(DOCUMENT EXTRACT)

= Get Reading festival =

Children's reading event in England

The Get Reading Festival is an annual children's reading event hosted by the London Evening Standard and Nook.

==History==

The festival started in the summer of 2011, and was sparked by Aurella Brzezowska, a seven-year-old girl who had no books at her house. Instead, she was taught to read by a reading volunteer.

The 2011 Get Reading festival raised £1,000,000, which supported four years worth of funding for the charity 'Beanstalk'.

Before the actual 2013 festival, there were special readings by celebrities around London, such as Harry Enfield, Boris Johnson, and other high-profile figures reading extracts from books such as Harry Potter and the Philosopher's Stone (J.K.Rowling), George's Marvellous Medicine (Roald Dahl), and others.

==2013 festival==
The 2013 event took place on 13 July. There were over 30 readings live at the free event, with some celebrities such as Rupert Everett and Hugh Grant. The event was hosted by the Dick & Dom. The festival was also backed by the Pakistani education activist Malala Yousafzai, the Mayor of London, Boris Johnson, Princess Beatrice, and Stephen Fry.

(End DOCUMENT EXTRACT)

* TO DO
- A) Copy the stretch of the Get Reading festival article from "The festival started" through "Dahl), and others.", keeping every word and mark unchanged.
- B) Continue the article on the Get Reading festival from its last sentence.

(DATA EXCERPT)

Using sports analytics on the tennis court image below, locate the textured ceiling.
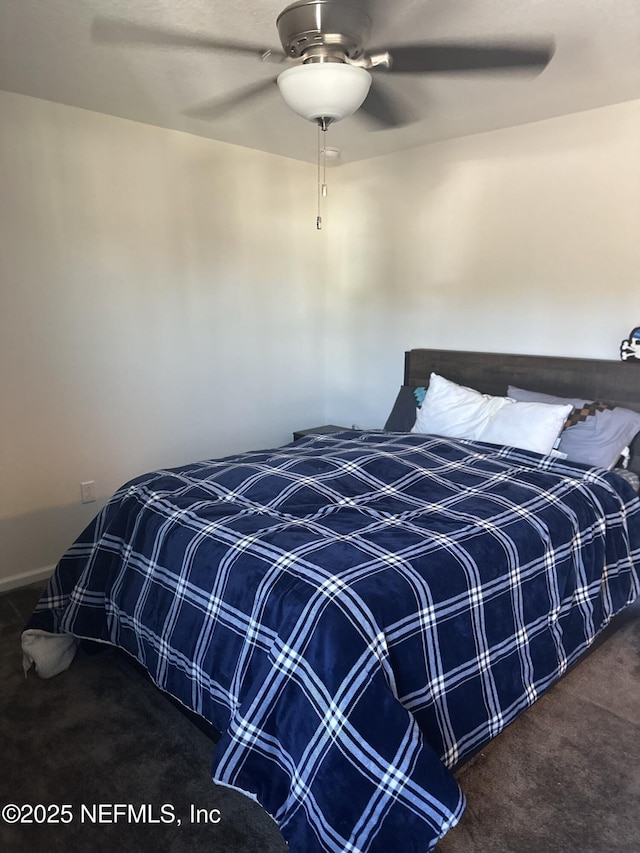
[0,0,640,162]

(End DATA EXCERPT)

* OUTPUTS FOR THE TASKS
- A)
The festival started in the summer of 2011, and was sparked by Aurella Brzezowska, a seven-year-old girl who had no books at her house. Instead, she was taught to read by a reading volunteer.

The 2011 Get Reading festival raised £1,000,000, which supported four years worth of funding for the charity 'Beanstalk'.

Before the actual 2013 festival, there were special readings by celebrities around London, such as Harry Enfield, Boris Johnson, and other high-profile figures reading extracts from books such as Harry Potter and the Philosopher's Stone (J.K.Rowling), George's Marvellous Medicine (Roald Dahl), and others.

- B)
| Readers |
|---|
| Rupert Everett |
| Hugh Grant |
| Malala Yousafzai |
| Peppa Pig |
| Evgeny Lebedev |
| Barbara Windsor |
| Lily Cole |
| David Harewood |
| Anthony Horowitz |
| Warwick Davis |
| Malorie Blackman |
| Sam West |
| Nicholas Briggs |
| Babette Cole |
| Steve Cole |
| Anne Fine |

===Other events===

In 2013, there was also a performance of Billy Elliot the Musical, Wicked, Matilda the Musical, Horrible Histories performing Barmy Britain, and We're Going on a Bear Hunt.

The National Gallery also brought reproductions of three paintings: Bacchus and Ariadne (Titian), Saint George and the Dragon (Paolo Uccello), and An Experiment on a Bird in the Air Pump (Joseph Wright). A National Gallery spokesman said that they brought the paintings in an attempt to "engage young audiences" and help them "enjoy our collection".